● Prompt:
Pull out every full line of the rows below that contains the string "plaid". Case counts.

● Rows:
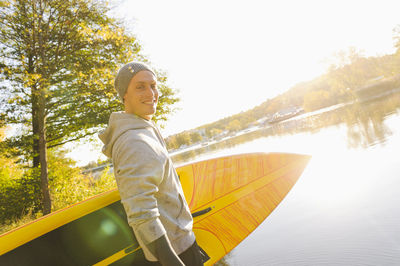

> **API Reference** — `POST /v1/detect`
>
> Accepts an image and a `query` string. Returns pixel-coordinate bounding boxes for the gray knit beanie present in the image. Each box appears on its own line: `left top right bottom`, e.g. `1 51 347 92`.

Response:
114 62 156 102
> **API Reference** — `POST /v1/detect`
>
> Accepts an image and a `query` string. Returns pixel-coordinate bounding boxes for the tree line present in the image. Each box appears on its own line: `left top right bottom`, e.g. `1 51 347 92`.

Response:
167 39 400 149
0 0 179 218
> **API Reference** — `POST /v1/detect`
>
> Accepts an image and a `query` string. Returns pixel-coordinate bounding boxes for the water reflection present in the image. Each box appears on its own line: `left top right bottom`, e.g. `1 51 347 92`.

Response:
172 92 400 164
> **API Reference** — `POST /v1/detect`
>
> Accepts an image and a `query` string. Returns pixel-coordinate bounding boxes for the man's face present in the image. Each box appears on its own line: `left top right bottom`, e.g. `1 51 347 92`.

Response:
124 70 158 120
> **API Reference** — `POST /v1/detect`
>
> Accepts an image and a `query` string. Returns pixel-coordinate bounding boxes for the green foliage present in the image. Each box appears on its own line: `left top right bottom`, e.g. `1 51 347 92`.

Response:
0 150 116 229
0 0 179 212
0 170 41 223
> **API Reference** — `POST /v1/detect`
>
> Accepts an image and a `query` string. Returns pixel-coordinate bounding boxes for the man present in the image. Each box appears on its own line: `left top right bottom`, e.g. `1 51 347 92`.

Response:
99 62 203 265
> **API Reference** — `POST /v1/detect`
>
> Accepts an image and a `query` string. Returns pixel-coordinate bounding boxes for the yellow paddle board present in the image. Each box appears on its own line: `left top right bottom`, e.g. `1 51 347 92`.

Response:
0 153 310 265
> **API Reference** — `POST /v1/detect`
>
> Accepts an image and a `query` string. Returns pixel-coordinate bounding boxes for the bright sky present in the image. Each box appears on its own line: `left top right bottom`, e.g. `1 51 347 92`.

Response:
67 0 400 165
111 0 400 136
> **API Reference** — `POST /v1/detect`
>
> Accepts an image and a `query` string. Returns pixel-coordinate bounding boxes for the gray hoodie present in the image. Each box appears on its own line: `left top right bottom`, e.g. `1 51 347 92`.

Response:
99 112 195 261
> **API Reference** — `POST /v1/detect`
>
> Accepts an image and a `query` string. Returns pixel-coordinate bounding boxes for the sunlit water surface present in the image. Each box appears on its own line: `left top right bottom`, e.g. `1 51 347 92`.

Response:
180 112 400 266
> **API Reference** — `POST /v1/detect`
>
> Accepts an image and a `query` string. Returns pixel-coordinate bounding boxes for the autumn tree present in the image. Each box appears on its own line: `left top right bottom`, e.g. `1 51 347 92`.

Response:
0 0 178 214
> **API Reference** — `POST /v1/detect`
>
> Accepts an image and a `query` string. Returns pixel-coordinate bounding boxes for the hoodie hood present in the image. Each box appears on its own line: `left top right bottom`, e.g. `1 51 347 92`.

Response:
99 112 156 158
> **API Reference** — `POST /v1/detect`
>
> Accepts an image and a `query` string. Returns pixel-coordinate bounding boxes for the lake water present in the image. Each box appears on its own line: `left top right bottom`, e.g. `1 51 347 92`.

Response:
173 98 400 266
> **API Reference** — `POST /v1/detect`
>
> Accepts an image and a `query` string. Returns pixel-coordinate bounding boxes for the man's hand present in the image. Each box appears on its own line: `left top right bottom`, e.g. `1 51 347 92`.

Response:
147 235 185 266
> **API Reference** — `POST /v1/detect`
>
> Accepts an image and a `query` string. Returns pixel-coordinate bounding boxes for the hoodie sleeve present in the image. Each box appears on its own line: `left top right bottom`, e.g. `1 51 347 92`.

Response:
113 134 166 245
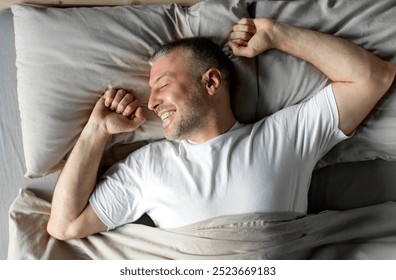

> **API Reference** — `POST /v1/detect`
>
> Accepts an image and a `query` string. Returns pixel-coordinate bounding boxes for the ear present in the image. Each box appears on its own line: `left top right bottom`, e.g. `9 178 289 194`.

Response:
202 68 222 95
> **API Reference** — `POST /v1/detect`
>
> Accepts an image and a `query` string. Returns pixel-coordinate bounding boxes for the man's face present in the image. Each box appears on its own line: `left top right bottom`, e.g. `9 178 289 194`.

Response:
148 50 208 140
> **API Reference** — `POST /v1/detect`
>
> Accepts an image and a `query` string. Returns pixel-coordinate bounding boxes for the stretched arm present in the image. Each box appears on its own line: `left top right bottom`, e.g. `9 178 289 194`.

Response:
47 89 146 240
229 18 396 134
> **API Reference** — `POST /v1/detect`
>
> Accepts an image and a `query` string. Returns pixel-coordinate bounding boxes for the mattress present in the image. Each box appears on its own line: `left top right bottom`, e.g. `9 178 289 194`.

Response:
0 0 396 259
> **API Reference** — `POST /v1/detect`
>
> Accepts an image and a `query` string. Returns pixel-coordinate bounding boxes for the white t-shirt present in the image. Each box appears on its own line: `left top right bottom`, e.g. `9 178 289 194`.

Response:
90 86 347 230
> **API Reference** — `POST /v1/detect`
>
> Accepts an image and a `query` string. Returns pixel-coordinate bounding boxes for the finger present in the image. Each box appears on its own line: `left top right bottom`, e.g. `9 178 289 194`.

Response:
116 93 136 114
228 41 254 57
110 89 126 111
232 24 256 34
132 107 147 127
103 88 117 107
230 31 252 43
122 99 139 117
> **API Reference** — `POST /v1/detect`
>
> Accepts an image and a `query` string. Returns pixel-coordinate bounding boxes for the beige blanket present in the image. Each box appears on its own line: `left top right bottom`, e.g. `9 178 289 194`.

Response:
8 190 396 259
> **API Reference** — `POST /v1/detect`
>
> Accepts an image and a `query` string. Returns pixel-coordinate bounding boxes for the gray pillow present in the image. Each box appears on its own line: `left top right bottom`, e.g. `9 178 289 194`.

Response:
252 0 396 167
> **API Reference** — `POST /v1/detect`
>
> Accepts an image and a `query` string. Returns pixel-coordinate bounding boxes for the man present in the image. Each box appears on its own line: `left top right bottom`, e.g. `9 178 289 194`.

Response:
48 18 396 239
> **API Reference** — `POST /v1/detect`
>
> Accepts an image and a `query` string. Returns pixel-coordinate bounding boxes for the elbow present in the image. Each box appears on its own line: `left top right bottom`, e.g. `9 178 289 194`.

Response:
373 61 396 95
47 219 78 241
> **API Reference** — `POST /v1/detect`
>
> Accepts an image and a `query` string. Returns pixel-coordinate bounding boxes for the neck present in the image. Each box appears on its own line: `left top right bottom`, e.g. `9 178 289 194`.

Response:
187 107 236 144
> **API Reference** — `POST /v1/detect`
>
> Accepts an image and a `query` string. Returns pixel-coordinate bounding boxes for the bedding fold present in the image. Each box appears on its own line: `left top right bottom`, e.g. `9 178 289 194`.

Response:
8 189 396 260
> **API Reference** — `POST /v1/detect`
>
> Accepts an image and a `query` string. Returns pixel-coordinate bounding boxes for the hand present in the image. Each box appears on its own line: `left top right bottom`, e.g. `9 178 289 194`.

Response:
228 18 275 57
89 89 146 135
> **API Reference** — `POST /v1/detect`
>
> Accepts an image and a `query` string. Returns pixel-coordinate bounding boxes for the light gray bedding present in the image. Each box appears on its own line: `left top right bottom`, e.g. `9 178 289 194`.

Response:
0 0 396 259
0 9 56 259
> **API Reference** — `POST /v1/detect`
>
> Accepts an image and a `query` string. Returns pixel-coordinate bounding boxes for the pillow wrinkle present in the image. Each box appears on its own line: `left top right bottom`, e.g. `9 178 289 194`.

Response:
11 0 256 178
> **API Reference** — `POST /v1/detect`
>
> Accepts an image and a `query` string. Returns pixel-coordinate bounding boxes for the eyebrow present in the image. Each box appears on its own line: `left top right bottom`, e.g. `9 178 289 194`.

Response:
154 71 175 84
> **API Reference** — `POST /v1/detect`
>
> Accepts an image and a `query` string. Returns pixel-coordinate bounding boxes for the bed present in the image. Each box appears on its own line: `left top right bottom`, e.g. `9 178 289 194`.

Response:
0 0 396 259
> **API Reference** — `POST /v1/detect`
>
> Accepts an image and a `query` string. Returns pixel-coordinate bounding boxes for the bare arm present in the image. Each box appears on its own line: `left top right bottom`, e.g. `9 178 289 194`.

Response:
230 18 396 134
47 90 146 240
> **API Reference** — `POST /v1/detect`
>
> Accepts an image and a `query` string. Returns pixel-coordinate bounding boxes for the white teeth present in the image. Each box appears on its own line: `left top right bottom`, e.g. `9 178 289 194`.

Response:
161 112 175 122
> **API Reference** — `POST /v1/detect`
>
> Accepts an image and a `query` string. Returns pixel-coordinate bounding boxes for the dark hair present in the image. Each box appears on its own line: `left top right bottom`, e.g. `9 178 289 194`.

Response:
150 37 235 91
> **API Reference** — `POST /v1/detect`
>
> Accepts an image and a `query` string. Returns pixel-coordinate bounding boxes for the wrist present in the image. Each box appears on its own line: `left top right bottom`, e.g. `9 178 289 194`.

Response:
81 120 111 143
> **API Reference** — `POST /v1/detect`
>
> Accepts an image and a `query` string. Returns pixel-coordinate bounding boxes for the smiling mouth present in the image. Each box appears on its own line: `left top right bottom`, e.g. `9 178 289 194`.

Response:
160 111 175 126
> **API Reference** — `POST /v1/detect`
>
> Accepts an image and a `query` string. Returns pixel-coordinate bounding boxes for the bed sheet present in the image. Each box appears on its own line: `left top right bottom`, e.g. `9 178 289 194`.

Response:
0 9 57 259
9 190 396 260
0 0 396 259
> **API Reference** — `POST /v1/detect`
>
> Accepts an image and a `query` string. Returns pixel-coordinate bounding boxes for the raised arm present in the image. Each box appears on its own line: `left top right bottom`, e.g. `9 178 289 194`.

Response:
47 89 146 240
229 18 396 134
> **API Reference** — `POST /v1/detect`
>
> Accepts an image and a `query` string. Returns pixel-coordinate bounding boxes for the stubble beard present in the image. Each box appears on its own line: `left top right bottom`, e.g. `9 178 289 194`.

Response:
165 83 208 140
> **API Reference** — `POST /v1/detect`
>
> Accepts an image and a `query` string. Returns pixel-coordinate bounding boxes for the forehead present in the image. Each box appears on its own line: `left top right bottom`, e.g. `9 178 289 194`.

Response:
149 50 188 87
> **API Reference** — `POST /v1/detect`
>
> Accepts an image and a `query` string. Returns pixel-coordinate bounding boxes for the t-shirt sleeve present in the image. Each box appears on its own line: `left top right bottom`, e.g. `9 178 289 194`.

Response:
274 85 348 164
89 156 145 230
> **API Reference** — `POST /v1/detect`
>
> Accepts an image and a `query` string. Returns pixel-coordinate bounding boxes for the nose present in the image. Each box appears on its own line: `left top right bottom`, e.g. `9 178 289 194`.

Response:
147 90 161 111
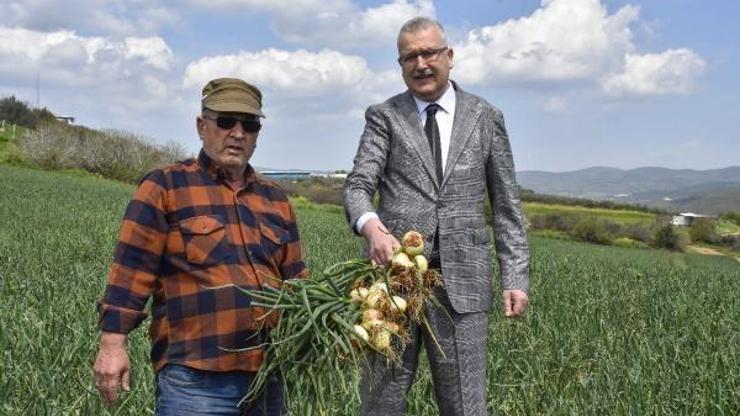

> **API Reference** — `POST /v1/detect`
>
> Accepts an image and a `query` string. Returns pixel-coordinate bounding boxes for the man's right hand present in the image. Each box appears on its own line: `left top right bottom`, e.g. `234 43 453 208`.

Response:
361 218 401 265
93 332 131 406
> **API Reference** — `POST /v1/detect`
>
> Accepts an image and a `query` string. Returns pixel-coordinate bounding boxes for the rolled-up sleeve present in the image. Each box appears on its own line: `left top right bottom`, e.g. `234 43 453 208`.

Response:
97 171 167 334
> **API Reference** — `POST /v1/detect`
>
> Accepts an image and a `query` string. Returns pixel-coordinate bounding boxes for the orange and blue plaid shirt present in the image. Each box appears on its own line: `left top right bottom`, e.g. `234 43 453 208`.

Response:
98 151 307 371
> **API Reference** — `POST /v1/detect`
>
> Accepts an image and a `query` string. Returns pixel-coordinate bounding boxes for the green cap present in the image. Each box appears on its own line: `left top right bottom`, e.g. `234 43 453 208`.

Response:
201 78 265 117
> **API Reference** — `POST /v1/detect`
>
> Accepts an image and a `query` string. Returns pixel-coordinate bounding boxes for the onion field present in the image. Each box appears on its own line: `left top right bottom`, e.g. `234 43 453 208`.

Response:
0 165 740 416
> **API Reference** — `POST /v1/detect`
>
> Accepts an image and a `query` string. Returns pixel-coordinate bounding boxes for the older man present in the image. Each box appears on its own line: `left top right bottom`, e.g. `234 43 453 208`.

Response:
344 18 529 416
94 78 305 415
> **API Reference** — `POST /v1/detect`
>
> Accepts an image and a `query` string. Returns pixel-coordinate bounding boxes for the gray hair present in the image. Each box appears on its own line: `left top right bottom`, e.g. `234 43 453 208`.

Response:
396 16 447 46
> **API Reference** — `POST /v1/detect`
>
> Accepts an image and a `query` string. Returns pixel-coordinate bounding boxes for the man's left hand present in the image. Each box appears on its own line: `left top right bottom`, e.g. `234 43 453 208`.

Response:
504 289 529 317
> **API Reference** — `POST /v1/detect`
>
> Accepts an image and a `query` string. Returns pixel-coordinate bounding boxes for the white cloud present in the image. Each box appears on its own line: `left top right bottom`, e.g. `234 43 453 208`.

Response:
542 97 568 114
183 48 368 96
191 0 435 47
602 49 706 96
0 26 172 86
0 26 172 113
0 0 180 36
455 0 639 83
453 0 705 99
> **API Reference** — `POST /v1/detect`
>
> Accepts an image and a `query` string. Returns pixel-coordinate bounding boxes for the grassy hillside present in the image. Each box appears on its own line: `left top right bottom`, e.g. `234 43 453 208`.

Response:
0 165 740 415
0 125 27 163
517 166 740 215
524 202 655 225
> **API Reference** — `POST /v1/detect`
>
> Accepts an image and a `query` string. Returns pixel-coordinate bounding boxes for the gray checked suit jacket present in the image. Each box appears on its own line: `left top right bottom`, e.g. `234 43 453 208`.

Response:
344 82 529 313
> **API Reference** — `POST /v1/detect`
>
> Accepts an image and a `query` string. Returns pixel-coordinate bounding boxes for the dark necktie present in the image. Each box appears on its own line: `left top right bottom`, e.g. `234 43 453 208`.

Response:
424 103 442 268
424 103 442 185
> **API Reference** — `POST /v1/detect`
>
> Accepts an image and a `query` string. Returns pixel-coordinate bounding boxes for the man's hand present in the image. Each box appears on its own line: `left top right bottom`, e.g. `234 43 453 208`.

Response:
93 332 131 406
504 289 529 317
361 218 401 265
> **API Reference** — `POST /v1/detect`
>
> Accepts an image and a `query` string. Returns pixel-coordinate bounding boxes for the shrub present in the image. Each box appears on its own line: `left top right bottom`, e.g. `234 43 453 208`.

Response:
612 237 648 248
653 224 687 251
621 224 653 245
17 123 185 182
719 211 740 225
689 218 717 243
572 217 613 244
529 214 577 232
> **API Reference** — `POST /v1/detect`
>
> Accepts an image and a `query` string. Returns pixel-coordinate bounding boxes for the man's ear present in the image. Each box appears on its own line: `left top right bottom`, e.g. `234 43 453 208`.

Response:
195 116 206 140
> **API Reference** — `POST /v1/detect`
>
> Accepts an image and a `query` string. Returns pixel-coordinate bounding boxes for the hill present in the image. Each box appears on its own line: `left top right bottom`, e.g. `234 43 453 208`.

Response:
517 166 740 215
0 165 740 416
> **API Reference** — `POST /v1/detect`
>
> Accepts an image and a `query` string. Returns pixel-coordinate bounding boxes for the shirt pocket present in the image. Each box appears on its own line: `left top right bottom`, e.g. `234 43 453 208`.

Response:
179 215 227 265
260 223 289 262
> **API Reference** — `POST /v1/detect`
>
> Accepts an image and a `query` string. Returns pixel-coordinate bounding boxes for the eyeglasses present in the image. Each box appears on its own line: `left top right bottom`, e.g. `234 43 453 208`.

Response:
203 115 262 133
398 46 447 65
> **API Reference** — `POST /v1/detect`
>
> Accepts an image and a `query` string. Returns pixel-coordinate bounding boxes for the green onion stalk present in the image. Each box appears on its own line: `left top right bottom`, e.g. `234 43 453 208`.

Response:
228 231 444 415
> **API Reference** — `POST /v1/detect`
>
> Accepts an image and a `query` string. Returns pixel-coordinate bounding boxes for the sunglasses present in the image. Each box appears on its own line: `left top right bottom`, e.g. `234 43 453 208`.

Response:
398 46 447 65
203 115 262 133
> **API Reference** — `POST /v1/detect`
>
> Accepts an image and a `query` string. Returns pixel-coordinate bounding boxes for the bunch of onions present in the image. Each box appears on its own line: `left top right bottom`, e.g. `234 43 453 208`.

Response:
231 231 441 414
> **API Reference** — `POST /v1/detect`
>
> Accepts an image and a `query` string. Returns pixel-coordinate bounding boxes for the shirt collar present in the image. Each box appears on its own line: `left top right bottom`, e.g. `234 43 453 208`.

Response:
198 149 255 188
413 80 455 115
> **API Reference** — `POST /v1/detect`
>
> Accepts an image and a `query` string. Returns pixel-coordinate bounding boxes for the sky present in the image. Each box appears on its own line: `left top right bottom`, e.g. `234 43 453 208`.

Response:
0 0 740 171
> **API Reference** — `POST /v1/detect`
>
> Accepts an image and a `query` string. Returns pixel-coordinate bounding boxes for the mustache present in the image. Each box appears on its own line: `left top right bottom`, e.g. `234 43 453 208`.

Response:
414 68 434 78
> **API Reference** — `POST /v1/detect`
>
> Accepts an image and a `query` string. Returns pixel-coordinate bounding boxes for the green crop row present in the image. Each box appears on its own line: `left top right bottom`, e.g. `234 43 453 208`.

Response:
0 165 740 416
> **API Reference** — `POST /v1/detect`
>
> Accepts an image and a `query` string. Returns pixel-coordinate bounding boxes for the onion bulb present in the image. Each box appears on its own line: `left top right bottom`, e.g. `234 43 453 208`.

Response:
372 329 391 351
414 254 429 274
354 325 370 341
401 231 424 256
349 287 368 303
390 296 408 313
391 253 414 269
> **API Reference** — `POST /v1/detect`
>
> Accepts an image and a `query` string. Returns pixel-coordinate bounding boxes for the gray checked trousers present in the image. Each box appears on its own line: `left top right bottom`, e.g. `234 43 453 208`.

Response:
361 290 488 416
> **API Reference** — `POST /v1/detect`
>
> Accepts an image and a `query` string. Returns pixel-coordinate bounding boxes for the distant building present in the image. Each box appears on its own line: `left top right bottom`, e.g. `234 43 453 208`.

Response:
57 116 75 124
671 212 711 227
260 170 311 181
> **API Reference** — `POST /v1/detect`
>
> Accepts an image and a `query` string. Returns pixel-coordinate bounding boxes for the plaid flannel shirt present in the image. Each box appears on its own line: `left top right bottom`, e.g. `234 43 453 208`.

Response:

● Exercise solution:
> Accepts an image and a `query` string. Returns pixel-coordinate bounding boxes for the orange and blue plaid shirt present in the image. Each box appears on its own line: `left top right bottom`, e.g. `234 43 453 208`.
> Accepts an image and a `query` string. Returns pixel-coordinate bounding boxes for the plaid flannel shirt present in the image. Each box appears on its own line: `left top right bottom`, e.g. `234 43 453 208`.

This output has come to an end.